■ WHAT IS REQUIRED: Please print the full listing exactly.

[Object location annotation data]
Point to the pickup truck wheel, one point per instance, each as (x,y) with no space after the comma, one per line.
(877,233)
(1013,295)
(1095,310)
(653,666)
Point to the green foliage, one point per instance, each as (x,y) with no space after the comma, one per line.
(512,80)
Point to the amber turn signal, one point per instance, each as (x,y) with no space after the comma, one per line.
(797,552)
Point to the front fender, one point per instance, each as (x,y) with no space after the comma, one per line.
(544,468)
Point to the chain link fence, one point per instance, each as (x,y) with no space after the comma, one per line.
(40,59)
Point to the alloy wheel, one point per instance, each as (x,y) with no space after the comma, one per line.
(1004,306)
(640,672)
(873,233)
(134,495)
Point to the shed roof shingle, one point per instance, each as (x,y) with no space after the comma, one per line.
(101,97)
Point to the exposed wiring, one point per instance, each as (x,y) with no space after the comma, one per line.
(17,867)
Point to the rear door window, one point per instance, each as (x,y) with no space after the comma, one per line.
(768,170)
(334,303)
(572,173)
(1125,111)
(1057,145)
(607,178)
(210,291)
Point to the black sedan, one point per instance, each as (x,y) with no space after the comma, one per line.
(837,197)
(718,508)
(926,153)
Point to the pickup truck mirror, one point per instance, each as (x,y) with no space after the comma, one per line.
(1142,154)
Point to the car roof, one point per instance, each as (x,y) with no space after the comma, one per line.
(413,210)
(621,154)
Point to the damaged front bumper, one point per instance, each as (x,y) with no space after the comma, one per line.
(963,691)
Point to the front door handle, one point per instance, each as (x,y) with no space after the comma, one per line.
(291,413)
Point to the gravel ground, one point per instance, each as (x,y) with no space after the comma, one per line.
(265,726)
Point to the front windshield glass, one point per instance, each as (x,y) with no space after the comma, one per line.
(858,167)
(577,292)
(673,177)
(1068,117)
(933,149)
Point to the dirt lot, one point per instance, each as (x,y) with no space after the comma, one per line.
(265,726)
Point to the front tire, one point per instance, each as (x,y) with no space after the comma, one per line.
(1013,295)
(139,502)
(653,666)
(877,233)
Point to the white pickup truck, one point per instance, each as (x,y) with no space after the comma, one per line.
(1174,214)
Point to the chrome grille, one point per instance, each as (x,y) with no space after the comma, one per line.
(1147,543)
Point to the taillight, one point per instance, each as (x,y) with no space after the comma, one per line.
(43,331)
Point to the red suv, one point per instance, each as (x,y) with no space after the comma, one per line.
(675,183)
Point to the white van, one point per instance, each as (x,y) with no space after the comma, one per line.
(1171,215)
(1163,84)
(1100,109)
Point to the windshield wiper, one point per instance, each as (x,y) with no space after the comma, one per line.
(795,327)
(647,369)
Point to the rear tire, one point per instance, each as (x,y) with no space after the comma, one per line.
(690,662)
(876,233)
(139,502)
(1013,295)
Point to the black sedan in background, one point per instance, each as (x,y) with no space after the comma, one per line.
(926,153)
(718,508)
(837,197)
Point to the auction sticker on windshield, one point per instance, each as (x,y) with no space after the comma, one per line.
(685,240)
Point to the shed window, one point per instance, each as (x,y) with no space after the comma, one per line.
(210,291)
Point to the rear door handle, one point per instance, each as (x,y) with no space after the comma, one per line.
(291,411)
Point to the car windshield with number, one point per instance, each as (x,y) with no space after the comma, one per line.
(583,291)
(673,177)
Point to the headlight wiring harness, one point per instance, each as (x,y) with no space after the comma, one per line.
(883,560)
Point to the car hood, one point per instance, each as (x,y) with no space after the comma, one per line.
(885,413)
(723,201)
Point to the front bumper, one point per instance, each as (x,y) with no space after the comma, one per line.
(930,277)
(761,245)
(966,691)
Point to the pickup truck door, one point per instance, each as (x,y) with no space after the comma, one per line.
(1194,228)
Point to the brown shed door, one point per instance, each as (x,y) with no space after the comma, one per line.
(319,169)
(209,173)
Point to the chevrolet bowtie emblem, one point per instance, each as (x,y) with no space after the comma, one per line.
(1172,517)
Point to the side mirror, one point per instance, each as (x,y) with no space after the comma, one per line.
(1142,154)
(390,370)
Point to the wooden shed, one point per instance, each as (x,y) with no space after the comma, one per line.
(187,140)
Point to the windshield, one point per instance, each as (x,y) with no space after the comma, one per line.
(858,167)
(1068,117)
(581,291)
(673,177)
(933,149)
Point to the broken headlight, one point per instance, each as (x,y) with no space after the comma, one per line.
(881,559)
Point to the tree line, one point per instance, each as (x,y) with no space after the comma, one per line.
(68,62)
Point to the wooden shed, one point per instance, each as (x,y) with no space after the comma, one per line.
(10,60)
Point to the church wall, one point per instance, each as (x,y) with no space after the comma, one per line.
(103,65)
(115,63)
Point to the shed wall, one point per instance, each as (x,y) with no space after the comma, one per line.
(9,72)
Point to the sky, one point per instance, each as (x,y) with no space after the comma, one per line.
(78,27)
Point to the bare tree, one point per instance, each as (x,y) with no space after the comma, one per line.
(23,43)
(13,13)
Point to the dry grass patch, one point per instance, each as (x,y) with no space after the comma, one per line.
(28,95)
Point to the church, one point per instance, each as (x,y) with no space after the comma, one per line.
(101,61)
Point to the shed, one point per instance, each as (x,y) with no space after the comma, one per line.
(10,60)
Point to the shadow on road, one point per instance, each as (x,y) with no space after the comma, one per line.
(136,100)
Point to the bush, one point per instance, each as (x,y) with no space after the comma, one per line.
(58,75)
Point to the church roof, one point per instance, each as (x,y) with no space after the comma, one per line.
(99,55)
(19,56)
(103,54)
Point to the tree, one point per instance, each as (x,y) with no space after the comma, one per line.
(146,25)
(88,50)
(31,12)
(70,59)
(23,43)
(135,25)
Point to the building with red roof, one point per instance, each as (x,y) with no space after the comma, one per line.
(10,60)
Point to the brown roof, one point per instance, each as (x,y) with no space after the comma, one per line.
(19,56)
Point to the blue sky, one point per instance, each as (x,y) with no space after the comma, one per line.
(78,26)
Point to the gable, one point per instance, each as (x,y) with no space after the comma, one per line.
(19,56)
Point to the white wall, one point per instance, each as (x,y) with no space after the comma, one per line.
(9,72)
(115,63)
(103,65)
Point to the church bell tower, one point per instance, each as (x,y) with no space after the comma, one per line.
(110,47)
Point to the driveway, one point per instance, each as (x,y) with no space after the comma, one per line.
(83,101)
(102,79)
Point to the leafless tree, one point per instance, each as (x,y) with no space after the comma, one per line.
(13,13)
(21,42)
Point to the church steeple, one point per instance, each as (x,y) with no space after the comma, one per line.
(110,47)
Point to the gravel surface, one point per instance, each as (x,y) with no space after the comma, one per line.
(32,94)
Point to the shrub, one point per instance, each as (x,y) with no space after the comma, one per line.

■ WRITTEN ANSWER:
Point to the pickup truck wheel, one point per instance, each as (x,y) with no space after the comma, one per line.
(877,233)
(1013,295)
(1095,310)
(653,666)
Point to the green foliage, one point per instance, each as (x,y) with no space after the comma, one per line.
(512,80)
Point to the amber turn signal, one point per instance, each as (x,y) with no space after the comma, one per line.
(797,552)
Point to the front fender, one point per instance, each as (x,y) with no space after the comma, one per line.
(544,468)
Point to the chain link fence, one point per instance, each as (x,y) with no space after the comma, one per line.
(40,59)
Point to the alloy wheel, one point per instance, each as (x,y) with no space after the comma, one per line.
(1004,306)
(640,672)
(873,233)
(134,495)
Point to the shed roof shingle, one point per instance, each as (x,y) with no space after the comma, one per line.
(101,97)
Point to the exposed wiring, one point per instance, each as (x,y) with no space after the comma, one per line.
(17,867)
Point to the rear door window, one point per instance, each as (x,y) with no space after the comma, one per line.
(768,170)
(334,303)
(572,173)
(1125,111)
(1057,145)
(607,178)
(210,291)
Point to the black sedan, one point per instance, each as (x,y) with no space after the comma, one per line.
(837,197)
(718,508)
(926,153)
Point to the pickup truck mirror, one point per instance, each as (x,y) with no space after the comma, one per line.
(1142,154)
Point to the car roof, one point per instance, each as (x,y) with no space after the comma, one per line.
(413,210)
(621,154)
Point to the damaged front bumper, one point per instance, each as (x,y) with no space after the comma, one per line.
(963,691)
Point to the front door handle, one point per instance, each as (x,y) with no space after the comma, one per line.
(291,413)
Point to the gravel ground, one point per instance, each as (x,y) with no space after the comma, one per line.
(265,726)
Point to the front windshield glass, one point per instance, each as (x,y) with no space after the comma, one per line.
(858,167)
(577,292)
(673,177)
(1068,117)
(933,149)
Point to the dirt lot, one point per instance, each as (x,y) with no space after the comma, one per line.
(265,726)
Point to the front tire, one point per instance, each as (x,y) with no space after the comma, one per line.
(1013,295)
(139,502)
(653,666)
(877,233)
Point to the white pickup truck, one point per instance, each as (x,y) with no space after the comma, one per line.
(1174,214)
Point to the chrome grille, one point per instance, each as (x,y) with no space after the comma, one per line.
(1147,543)
Point to the taillight, one point per instance, each as (x,y) with no space after the comma, one per line.
(43,331)
Point to the red suv, one point per instance, each as (x,y) with no space after the comma, one per line.
(675,183)
Point to the white van, one point per instance, each as (x,y) with no space after the comma, one per line.
(1171,215)
(1163,84)
(1100,109)
Point to the windshield wiper, one point per instance, each as (x,y) with no space after the comma, one per line.
(795,327)
(647,369)
Point to the rear tire, one point per instance, each as (x,y) with no space after the comma, one per line.
(690,662)
(876,233)
(139,502)
(1013,295)
Point to the black sedan in background, one point per instance, each as (x,y) with no space after the comma, one per line.
(926,153)
(718,508)
(837,197)
Point to the auction sticker on windshield, one point per instance, each as (x,y) with no space after the comma, one per line.
(685,240)
Point to the shed window, one point per instance, each as (x,y) with no space after the comma, one per line.
(210,291)
Point to the rear door handle, one point per instance, each as (x,y) with no space after the comma, one per line.
(291,411)
Point to the car windshield with number, one point per instance, each as (x,y) with no space after the comma, one per line.
(583,291)
(673,177)
Point to the headlight wiring harness, one point per instance, each as (x,y) with no space after the comma, one per line.
(883,560)
Point to the car hood, one point per instance, each as (x,y) with no space after the comma, one per line.
(885,413)
(723,201)
Point to the front bumper, one point per instance, each as (x,y) with no space after the comma, one per line.
(930,277)
(761,245)
(966,691)
Point to the pickup truck door, one point per instance, each as (x,y) with no space after the comma, one per line.
(1194,228)
Point to the brown shed door, one point per instance, each as (x,y) with no space after the comma, one per line.
(319,169)
(209,173)
Point to the chevrolet bowtie emblem, one point per instance, each as (x,y) with no space after the comma, one per line.
(1172,517)
Point to the side mirror, one point per instance, each as (x,y) with no space after the comma, one per line.
(1142,154)
(390,370)
Point to the wooden shed, one point per instance, each as (x,y) with no space after the comma, one per line.
(187,140)
Point to the windshield, one point per instance, each as (x,y) with no space after the comma, one per line.
(858,167)
(1068,117)
(581,291)
(673,177)
(933,149)
Point to the broken headlight, one point per instance, each as (x,y) with no space after the comma, one per line.
(881,559)
Point to the tree line, one point per instance, each as (x,y) with no space after the comma, one per line.
(68,62)
Point to the wooden shed, one point per instance, each as (x,y) with no space after the comma, one per line.
(10,60)
Point to the church wall, one point per instance, each as (x,y) with no space after the comma, one per line.
(103,65)
(115,63)
Point to the shed wall, one point per instance, each as (x,y) with no space after the comma, one per line.
(9,72)
Point to the sky, one point per instance, each as (x,y) with no space after the comma, one per line.
(78,27)
Point to the bare tree, one point per instance, each as (x,y) with no space after the comma, one per line.
(23,43)
(13,13)
Point to the dry grass patch, one point per instance, each as (x,y) with no space after the comma, one per line.
(28,95)
Point to the church, one point per instance, each as (x,y) with no space after the comma, one per line.
(101,61)
Point to the shed, one point per instance, each as (x,y) with no space after the comma, one per line.
(10,60)
Point to the shadow on road, one point per instance, each as (x,y) with no space after the comma, one per line.
(136,100)
Point to the bush, one point per instance, each as (x,y) with no space after the comma, one per line.
(58,75)
Point to the church roof, one point per instance, each as (x,y) with no space after the comma, one per line.
(99,55)
(19,56)
(103,54)
Point to the tree, one point per instance, each as (x,y) with no space after the comma, one per line.
(146,25)
(88,50)
(31,12)
(70,59)
(23,43)
(135,25)
Point to the building with red roof, one point per instance, each as (x,y) with no space after the comma, one per line.
(10,60)
Point to the brown roof, one point per instance, each as (x,y) with no space after the comma, one per line.
(19,56)
Point to the blue sky, one point per instance, each as (x,y) with no space after the comma, one per line.
(78,26)
Point to the gable, one point per instance, each as (x,y) with no space after the comma, one per line.
(19,56)
Point to the white wall, one point per instance, each as (x,y) with no space after the comma, one per line.
(9,72)
(115,63)
(103,65)
Point to the church bell tower, one point per instance, each as (x,y) with no space after the comma, one per line.
(110,47)
Point to the driveway, one point per instance, each as (x,y) with no space after the comma, one per line.
(83,101)
(102,79)
Point to the leafless tree, one point per instance, each as (x,y) with no space after the comma, one per line.
(13,13)
(21,42)
Point to the church steeple, one point per instance, each as (x,y) with no space after the comma, one per line.
(110,47)
Point to the gravel surface, one point per instance, each as (x,y) with no space after the comma, one per line.
(32,94)
Point to the shrub, one point per instance, each as (x,y) with no space after the comma, one per line.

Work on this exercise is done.